■ **Items**:
↓
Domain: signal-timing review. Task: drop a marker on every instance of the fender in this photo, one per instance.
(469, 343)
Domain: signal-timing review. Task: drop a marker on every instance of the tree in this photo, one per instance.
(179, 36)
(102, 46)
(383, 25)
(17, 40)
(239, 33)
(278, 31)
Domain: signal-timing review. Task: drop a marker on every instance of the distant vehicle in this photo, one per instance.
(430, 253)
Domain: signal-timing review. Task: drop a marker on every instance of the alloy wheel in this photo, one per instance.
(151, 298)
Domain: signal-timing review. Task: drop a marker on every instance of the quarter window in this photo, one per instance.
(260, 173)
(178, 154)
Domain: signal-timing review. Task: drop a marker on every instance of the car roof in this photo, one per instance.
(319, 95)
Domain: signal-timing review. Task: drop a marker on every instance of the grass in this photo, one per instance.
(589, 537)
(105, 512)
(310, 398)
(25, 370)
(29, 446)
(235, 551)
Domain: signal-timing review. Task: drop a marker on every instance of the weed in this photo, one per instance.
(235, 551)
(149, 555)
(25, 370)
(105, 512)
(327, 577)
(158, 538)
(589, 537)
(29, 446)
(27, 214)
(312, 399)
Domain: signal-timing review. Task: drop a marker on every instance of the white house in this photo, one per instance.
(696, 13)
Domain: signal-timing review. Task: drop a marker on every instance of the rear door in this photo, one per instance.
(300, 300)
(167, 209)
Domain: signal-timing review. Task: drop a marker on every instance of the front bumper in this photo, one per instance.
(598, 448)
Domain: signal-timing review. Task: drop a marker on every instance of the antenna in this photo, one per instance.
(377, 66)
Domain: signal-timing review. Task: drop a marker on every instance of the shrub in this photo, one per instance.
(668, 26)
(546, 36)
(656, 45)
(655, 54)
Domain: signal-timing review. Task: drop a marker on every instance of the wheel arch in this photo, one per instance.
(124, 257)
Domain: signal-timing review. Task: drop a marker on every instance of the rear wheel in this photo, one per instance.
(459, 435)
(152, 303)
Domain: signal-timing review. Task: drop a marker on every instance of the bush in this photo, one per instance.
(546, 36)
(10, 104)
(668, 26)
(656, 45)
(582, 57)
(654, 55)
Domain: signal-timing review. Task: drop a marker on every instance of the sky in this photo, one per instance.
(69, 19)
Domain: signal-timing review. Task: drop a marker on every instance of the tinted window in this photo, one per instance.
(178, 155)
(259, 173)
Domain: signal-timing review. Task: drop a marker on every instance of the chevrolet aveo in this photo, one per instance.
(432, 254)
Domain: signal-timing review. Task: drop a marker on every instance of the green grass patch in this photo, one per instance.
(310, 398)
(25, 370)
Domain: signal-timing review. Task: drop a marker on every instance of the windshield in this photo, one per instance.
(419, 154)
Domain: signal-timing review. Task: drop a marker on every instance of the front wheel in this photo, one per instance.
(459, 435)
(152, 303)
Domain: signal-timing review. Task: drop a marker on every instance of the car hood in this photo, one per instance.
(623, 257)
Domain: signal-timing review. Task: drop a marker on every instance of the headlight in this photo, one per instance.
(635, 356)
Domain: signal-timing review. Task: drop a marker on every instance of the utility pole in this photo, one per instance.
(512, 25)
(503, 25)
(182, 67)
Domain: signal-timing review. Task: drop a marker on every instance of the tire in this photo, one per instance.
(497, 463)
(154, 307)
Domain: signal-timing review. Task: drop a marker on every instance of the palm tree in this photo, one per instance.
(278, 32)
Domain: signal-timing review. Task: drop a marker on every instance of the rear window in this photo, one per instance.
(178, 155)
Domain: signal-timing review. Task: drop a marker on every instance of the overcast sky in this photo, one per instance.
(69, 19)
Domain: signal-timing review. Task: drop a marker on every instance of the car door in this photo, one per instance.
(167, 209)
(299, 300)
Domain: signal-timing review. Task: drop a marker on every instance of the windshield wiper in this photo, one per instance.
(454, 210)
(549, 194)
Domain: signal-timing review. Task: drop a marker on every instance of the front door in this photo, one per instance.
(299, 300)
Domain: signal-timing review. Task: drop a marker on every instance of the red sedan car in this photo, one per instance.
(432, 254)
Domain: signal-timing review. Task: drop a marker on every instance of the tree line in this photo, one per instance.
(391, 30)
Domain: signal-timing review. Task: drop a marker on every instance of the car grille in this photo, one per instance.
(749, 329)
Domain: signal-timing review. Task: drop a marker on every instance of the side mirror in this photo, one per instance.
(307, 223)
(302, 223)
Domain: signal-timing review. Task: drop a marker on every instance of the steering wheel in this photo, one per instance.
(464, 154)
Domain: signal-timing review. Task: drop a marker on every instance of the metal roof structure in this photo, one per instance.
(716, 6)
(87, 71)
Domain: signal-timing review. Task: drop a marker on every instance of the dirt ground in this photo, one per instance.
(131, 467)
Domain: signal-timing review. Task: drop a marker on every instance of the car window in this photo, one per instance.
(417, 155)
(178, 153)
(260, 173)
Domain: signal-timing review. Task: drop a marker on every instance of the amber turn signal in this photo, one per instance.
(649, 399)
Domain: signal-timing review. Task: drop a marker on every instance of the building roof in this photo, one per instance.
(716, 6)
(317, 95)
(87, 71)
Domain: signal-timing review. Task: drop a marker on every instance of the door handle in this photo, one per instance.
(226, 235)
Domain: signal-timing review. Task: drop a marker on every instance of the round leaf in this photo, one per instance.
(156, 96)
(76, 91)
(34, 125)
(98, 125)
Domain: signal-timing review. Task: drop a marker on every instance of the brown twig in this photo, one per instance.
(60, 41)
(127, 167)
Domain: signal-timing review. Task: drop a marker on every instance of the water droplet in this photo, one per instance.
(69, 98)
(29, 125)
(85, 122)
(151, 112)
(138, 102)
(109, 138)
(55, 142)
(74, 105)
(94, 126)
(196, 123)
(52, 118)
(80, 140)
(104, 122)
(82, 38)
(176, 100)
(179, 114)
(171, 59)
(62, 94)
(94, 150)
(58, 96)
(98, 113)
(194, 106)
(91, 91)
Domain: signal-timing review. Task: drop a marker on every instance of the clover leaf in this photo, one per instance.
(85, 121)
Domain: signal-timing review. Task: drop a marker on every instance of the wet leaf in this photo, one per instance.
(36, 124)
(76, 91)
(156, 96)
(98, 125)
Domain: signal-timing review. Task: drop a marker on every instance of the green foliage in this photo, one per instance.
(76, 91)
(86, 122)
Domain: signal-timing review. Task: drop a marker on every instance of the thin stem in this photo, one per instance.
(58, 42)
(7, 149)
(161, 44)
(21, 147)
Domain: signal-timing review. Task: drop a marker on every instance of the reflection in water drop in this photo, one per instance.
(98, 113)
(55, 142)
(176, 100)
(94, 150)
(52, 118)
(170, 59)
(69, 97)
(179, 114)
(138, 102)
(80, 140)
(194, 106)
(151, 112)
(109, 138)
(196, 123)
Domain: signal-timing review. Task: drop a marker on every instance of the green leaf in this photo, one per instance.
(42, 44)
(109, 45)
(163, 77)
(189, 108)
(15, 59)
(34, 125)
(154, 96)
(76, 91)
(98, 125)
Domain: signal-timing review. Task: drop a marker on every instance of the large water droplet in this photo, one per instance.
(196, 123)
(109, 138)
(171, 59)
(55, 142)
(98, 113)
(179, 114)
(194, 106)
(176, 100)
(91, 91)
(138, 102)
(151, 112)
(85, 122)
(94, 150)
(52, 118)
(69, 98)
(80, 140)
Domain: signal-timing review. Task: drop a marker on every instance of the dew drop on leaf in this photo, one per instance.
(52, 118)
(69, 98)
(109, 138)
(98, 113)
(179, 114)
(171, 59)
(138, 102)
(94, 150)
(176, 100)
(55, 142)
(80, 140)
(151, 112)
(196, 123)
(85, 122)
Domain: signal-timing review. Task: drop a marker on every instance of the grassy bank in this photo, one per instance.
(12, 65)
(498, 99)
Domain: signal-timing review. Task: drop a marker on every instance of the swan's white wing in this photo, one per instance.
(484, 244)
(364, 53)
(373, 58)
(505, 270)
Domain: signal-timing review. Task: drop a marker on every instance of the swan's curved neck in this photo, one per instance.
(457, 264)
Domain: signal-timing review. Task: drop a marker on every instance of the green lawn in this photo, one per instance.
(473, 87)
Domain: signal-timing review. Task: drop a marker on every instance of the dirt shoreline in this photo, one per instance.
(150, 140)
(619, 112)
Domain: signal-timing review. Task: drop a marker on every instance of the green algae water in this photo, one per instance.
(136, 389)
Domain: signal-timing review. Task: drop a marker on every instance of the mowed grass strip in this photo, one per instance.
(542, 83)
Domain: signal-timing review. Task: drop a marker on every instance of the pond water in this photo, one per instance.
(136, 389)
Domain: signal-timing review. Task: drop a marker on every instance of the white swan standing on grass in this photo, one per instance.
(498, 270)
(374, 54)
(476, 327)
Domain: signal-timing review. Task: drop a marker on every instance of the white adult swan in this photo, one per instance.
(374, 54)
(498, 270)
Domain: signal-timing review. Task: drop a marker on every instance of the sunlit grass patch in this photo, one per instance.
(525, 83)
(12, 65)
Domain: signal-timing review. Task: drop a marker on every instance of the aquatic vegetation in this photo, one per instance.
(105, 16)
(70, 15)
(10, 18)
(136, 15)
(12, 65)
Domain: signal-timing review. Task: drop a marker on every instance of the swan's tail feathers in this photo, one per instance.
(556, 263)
↑
■ **Given problem**:
Repeat exactly the lines from the line containing "strip in this photo, one per instance." through the end of the listing above; both boundary lines are part of the output.

■ **Written response**:
Domain: signal-timing review. Task: drop a marker on every instance of the mowed grass strip in this photo, one per instance.
(542, 83)
Domain: signal-timing review. Task: drop a marker on every instance of the pond water in this photo, one per instance.
(136, 389)
Domain: signal-timing review. Task: drop a marker on every instance of the white swan standing on grass in this photo, one per instance.
(498, 270)
(374, 54)
(476, 327)
Domain: signal-timing review. Task: drop a marker on every instance of the white adult swan in this photo, one per instance.
(374, 54)
(498, 270)
Domain: signal-timing review. Task: drop a marker on every instance of the sunlit grass patch in this photo, one per instance.
(525, 83)
(12, 65)
Domain: signal-timing review. Task: drop a marker on every instance of the aquatic vegetation in this photo, one per instance.
(105, 16)
(70, 15)
(10, 18)
(136, 15)
(12, 65)
Domain: signal-timing review. Task: drop a marker on every instance of the swan's tail feathers in this photo, one per instance.
(556, 263)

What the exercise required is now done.